_文章_:

━━━━

Python .Net 早报

Python .Net 早报

  • 来源于 365资讯简报

Python demo

'''
早报
早报地址:https://www.163.com/dy/media/T1603594732083.html
'''
import requests
from lxml import etree

def main():
    url="https://www.163.com/dy/media/T1603594732083.html"
    # 增加请求头
    headers={
        "Host": "www.163.com",
        "User-Agent": 'Mozilla/5.0 (Windows NT 10.0; Win64; x64) AppleWebKit/537.36 (KHTML, like Gecko) Chrome/88.0.4324.190 Safari/537.36',
    }
    rsp=requests.get(url,headers=headers)
    html=etree.HTML(rsp.text)
    today_url=html.xpath("//div[@class='tab_content']//div/h4//@href")[0]
    rsp=requests.get(today_url,headers=headers)
    html=etree.HTML(rsp.text)
    news_list=html.xpath("//div[@class='post_body']/p[2]//text()")

━━━━

_练习题目 1_: 在这篇用 Python 抓取早报的文章里，代码为请求头中的 Host 字段设置了什么值？
_练习题目 2_: 请接着这篇用 Python 抓取早报的文章往下续写。

_存储数据_:
━━━━

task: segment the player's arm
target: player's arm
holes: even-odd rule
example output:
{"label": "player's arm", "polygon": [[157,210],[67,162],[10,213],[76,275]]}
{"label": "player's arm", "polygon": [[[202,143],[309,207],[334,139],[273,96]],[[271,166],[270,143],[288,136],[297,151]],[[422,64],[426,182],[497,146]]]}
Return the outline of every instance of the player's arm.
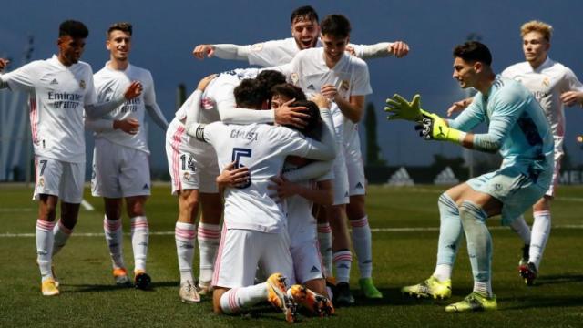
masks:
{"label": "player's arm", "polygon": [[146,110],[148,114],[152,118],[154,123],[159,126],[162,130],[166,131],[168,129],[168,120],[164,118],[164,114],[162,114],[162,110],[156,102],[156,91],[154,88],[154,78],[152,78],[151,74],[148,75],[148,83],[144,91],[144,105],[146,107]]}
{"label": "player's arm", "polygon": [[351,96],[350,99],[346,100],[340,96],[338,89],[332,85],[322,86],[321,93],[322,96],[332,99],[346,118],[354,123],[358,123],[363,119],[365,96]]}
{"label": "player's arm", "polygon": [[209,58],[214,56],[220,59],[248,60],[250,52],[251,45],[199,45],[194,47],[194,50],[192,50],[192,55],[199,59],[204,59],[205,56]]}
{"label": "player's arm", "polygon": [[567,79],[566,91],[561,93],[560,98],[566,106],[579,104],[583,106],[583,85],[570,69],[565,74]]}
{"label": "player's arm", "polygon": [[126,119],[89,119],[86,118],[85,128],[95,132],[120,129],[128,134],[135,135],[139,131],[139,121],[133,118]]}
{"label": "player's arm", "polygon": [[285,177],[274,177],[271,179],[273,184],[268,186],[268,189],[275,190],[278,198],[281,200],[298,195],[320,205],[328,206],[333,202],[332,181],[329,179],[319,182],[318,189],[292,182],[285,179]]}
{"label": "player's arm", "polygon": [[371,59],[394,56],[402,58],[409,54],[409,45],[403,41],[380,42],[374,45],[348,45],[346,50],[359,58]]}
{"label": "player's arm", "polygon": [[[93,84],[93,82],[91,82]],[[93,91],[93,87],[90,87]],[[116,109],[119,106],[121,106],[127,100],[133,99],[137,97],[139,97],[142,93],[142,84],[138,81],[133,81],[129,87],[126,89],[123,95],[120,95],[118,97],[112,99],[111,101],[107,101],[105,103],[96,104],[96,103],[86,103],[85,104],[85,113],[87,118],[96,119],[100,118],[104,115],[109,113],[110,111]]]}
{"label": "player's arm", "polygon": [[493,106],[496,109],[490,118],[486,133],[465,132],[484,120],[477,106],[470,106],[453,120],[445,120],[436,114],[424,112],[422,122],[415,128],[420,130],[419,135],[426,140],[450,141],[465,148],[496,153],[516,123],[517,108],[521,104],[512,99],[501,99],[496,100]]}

━━━━

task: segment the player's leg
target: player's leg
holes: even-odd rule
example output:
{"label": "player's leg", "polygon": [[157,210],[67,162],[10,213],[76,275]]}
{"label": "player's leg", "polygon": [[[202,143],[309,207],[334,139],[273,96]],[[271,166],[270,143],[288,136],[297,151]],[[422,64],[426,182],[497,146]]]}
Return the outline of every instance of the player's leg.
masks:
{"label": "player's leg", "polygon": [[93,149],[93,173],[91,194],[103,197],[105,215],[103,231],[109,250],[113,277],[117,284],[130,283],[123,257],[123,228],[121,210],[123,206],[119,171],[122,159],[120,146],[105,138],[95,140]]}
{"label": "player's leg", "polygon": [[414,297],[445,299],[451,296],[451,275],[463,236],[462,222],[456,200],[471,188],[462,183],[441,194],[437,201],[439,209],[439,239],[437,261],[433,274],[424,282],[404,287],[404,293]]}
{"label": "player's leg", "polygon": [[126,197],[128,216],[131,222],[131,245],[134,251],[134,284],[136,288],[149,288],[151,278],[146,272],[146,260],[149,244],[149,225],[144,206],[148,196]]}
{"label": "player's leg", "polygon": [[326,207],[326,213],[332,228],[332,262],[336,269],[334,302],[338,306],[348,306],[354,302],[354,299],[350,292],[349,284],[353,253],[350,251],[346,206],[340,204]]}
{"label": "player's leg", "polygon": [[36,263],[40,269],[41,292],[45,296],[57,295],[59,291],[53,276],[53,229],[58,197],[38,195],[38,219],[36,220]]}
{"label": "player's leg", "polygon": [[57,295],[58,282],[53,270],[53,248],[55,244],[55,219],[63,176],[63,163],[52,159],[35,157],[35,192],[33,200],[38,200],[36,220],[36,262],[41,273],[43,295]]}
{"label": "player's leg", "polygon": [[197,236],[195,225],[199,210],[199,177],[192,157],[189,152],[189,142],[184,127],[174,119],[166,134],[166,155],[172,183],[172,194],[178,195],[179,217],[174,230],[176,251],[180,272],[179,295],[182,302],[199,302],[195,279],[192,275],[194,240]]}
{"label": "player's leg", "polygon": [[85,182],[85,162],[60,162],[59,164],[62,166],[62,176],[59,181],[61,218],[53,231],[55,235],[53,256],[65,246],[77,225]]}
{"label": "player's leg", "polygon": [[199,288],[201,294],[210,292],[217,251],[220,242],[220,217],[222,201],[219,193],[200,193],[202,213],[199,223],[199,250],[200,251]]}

━━━━

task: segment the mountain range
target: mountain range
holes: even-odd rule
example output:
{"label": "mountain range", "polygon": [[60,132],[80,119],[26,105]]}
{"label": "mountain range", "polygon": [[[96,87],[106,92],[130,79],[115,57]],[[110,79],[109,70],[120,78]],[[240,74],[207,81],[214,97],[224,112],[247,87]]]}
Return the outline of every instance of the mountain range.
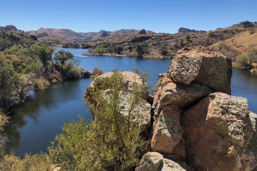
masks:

━━━━

_参考答案 1_: www.163.com

_参考答案 2_:
    news_list=news_list[1:]
    for news in news_list:
        print(news.replace("[公众号:365资讯简报]",""))
if __name__ == "__main__":
    main()






.Net demo


var client = new RestClient("https://www.163.com/dy/media/T1603594732083.html");

var request = new RestRequest();
request.AddHeader("Host", "www.163.com");
request.AddHeader("User-Agent", "Mozilla/5.0 (Windows NT 10.0; Win64; x64) AppleWebKit/537.36 (KHTML, like Gecko) Chrome/88.0.4324.190 Safari/537.36");
var response = client.Get(request);
//Console.WriteLine(response.Content);
var doc = new HtmlDocument();
doc.LoadHtml(response.Content);//html字符串
//获取一个多个节点,进行遍历
var todayNode = doc.DocumentNode.SelectNodes("//div[@class='tab_content']//div/h4//@href")[0];
var todayUrl = todayNode.Attributes.First(a => a.Name == "href").Value;
//请求详细页
client = new RestClient(todayUrl);
response = client.Get(request);
doc.LoadHtml(response.Content);//html字符串
//获取一个多个节点,进行遍历
var textNodeList = doc.DocumentNode.SelectNodes("//div[@class='post_body']/p[2]//text()");
textNodeList.RemoveAt(0);
foreach (var item in textNodeList)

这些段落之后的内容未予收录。